__STATED PROBLEM__: Reproduce all the entries precisely.

__RECORDS FOR THIS EXERCISE__:
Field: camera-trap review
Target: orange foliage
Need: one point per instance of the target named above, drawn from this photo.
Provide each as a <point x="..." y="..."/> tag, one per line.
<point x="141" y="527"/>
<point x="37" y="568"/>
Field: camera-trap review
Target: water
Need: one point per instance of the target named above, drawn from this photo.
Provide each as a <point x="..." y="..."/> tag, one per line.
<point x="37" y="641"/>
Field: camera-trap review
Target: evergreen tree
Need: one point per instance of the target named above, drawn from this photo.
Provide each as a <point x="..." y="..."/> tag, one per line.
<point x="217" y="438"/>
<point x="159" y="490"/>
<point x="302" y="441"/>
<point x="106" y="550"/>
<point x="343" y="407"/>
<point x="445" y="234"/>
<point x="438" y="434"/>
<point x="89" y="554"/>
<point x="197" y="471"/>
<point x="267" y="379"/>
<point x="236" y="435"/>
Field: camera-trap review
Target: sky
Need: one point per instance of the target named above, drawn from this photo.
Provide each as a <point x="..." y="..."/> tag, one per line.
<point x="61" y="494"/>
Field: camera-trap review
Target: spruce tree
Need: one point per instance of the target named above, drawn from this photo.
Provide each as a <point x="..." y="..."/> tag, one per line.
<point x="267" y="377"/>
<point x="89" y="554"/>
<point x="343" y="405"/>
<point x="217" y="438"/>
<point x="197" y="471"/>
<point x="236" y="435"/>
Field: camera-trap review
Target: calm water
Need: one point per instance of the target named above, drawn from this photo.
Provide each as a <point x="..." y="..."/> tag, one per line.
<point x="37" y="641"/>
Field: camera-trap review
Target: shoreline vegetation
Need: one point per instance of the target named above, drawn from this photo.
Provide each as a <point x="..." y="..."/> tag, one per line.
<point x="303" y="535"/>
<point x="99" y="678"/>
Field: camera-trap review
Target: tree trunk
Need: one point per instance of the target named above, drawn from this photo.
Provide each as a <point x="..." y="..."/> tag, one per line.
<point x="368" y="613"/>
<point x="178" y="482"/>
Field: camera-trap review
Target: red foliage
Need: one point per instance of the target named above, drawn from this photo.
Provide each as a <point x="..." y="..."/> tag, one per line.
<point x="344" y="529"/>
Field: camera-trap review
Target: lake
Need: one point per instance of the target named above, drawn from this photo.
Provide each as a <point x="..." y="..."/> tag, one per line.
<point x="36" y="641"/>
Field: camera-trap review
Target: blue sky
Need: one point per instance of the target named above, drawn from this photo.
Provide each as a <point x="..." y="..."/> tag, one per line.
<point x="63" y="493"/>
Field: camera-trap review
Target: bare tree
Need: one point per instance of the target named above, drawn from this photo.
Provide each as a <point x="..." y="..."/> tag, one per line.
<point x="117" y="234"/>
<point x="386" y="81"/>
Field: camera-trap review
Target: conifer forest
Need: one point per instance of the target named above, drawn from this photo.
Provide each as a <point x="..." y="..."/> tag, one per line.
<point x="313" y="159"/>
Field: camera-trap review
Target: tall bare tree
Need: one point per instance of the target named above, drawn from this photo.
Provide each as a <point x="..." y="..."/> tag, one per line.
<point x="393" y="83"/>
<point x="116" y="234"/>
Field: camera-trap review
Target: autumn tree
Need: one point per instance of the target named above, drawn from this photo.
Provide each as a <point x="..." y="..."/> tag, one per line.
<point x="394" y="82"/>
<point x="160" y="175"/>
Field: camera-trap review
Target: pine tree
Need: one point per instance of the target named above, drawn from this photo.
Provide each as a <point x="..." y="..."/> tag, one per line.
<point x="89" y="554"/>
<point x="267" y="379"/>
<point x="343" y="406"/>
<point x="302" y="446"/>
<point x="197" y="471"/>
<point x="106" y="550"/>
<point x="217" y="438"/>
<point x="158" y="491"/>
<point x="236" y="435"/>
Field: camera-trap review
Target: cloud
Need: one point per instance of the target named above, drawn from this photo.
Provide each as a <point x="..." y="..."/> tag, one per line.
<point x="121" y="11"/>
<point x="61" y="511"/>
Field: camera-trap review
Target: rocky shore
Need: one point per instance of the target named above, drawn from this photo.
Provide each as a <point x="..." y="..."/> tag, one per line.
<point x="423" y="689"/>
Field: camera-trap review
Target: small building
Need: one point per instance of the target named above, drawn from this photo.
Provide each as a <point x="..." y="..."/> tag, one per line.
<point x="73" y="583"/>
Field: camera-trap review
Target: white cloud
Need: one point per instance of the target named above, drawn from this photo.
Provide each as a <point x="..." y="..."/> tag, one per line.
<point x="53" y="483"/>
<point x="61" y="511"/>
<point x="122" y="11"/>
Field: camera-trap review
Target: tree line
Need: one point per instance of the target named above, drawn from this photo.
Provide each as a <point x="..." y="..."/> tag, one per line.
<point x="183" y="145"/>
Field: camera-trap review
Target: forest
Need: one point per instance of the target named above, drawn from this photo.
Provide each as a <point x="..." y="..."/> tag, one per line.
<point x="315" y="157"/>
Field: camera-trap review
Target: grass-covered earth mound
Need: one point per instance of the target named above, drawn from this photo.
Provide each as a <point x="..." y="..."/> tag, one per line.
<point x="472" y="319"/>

__WRITTEN SOLUTION__:
Field: camera-trap review
Target: orange foliage
Need: one point per instance of the target named above, drawn from this photo.
Provide each as a <point x="..." y="..."/> tag, one per line.
<point x="141" y="527"/>
<point x="37" y="568"/>
Field: camera-trap review
Target: water
Need: one point per instance of the target named above, drawn from this photo.
Provide each as a <point x="..." y="..."/> tag, one per line.
<point x="37" y="641"/>
Field: camera-trap review
Target: evergreen tree
Need: one point per instance of the target named above, drawn from this photo.
Provide each as a <point x="..." y="..."/> tag, one per line.
<point x="217" y="438"/>
<point x="159" y="490"/>
<point x="302" y="441"/>
<point x="106" y="550"/>
<point x="343" y="407"/>
<point x="445" y="234"/>
<point x="438" y="434"/>
<point x="89" y="554"/>
<point x="197" y="471"/>
<point x="267" y="379"/>
<point x="236" y="435"/>
Field: camera-trap review
Target: sky
Need: one point per instance of the target named above, drawn from this photo.
Provide each as a <point x="..." y="..."/> tag, one per line.
<point x="61" y="494"/>
Field: camera-trap review
Target: spruce tree
Need: one point per instance of the target named above, drawn from this photo.
Provide each as a <point x="..." y="..."/> tag, one per line.
<point x="267" y="377"/>
<point x="89" y="554"/>
<point x="343" y="405"/>
<point x="217" y="438"/>
<point x="197" y="471"/>
<point x="236" y="435"/>
Field: camera-trap review
Target: calm water
Need: one point per instance of the target named above, drawn from this photo.
Provide each as a <point x="..." y="..."/> tag, one per line.
<point x="37" y="641"/>
Field: camera-trap review
Target: shoreline vegetation
Need: one point per instance of the target named above, drawn from this photo.
Provide each as a <point x="..." y="..."/> tag, one per line.
<point x="303" y="535"/>
<point x="99" y="678"/>
Field: camera-trap review
Target: tree trunk
Need: one point per instance of the target named above, drawn from this photo.
Provide each as a <point x="..." y="..."/> tag, one per line.
<point x="368" y="613"/>
<point x="178" y="482"/>
Field: camera-trap review
Target: red foliage
Need: one point per instance of the target named above, drawn from this photo.
Provide each as a <point x="..." y="..."/> tag, one per line.
<point x="344" y="529"/>
Field: camera-trap review
Target: lake
Need: one point per instance of the target named above, drawn from this photo.
Provide each as a <point x="..." y="..."/> tag, one per line.
<point x="36" y="641"/>
Field: camera-trap review
Target: blue sky
Need: one point per instance of the target named above, drawn from this photo.
Provide each as a <point x="..." y="..."/> tag, one per line.
<point x="63" y="493"/>
Field: camera-trap review
Target: bare tree
Need: one point per instance of the target named above, drawn from this photo.
Provide each as a <point x="..." y="..."/> tag, one per line.
<point x="117" y="234"/>
<point x="386" y="81"/>
Field: camera-trap review
Target: conifer forest
Need: one point per instance of the target named above, drawn from this photo.
Provide each as a <point x="..." y="..."/> tag, one per line.
<point x="313" y="159"/>
Field: camera-trap review
Target: tall bare tree
Need: one point per instance of the target named above, drawn from this photo.
Provide each as a <point x="..." y="..."/> tag, one per line.
<point x="393" y="83"/>
<point x="116" y="234"/>
Field: camera-trap review
Target: autumn tree
Need: one point per instance of the target named above, drawn from this photo.
Provide each as a <point x="..." y="..."/> tag, one per line.
<point x="394" y="82"/>
<point x="160" y="175"/>
Field: camera-trap review
Target: pine tree
Need: one point per instance of the target named above, drawn from this photo.
Provide each as a <point x="..." y="..."/> tag, one per line.
<point x="89" y="554"/>
<point x="267" y="379"/>
<point x="343" y="406"/>
<point x="302" y="446"/>
<point x="197" y="471"/>
<point x="106" y="550"/>
<point x="217" y="438"/>
<point x="158" y="491"/>
<point x="236" y="435"/>
Field: camera-trap review
Target: cloud
Need: one point per instance of the target named above, drawn from this photo.
Provide each as a <point x="..." y="..."/> tag, one per line.
<point x="121" y="11"/>
<point x="61" y="511"/>
Field: camera-trap review
Target: rocky shore
Need: one point per instance of the target named above, drawn from this photo.
Provide each as a <point x="..." y="..."/> tag, one per line.
<point x="423" y="689"/>
Field: camera-trap review
Target: small building
Need: one point per instance of the target named above, drawn from this photo.
Provide each as a <point x="..." y="..."/> tag, one per line.
<point x="73" y="583"/>
Field: camera-trap review
Target: white cloud
Need: one point per instance of the target named above, drawn from this photo.
Provide each as a <point x="..." y="..."/> tag, one per line.
<point x="53" y="483"/>
<point x="61" y="511"/>
<point x="122" y="11"/>
Field: camera-trap review
Target: tree line
Need: one point per instance of the target named above, drawn from this photo.
Provide each as a <point x="..." y="..."/> tag, one per line.
<point x="183" y="145"/>
Field: camera-trap review
Target: forest
Need: one point per instance of the target named above, drawn from this photo.
Provide each as a <point x="..." y="..."/> tag, one per line.
<point x="315" y="157"/>
Field: camera-trap review
Target: grass-covered earth mound
Need: one point per instance of the target named above, drawn from this photo.
Provide each as a <point x="..." y="..."/> tag, one per line.
<point x="472" y="319"/>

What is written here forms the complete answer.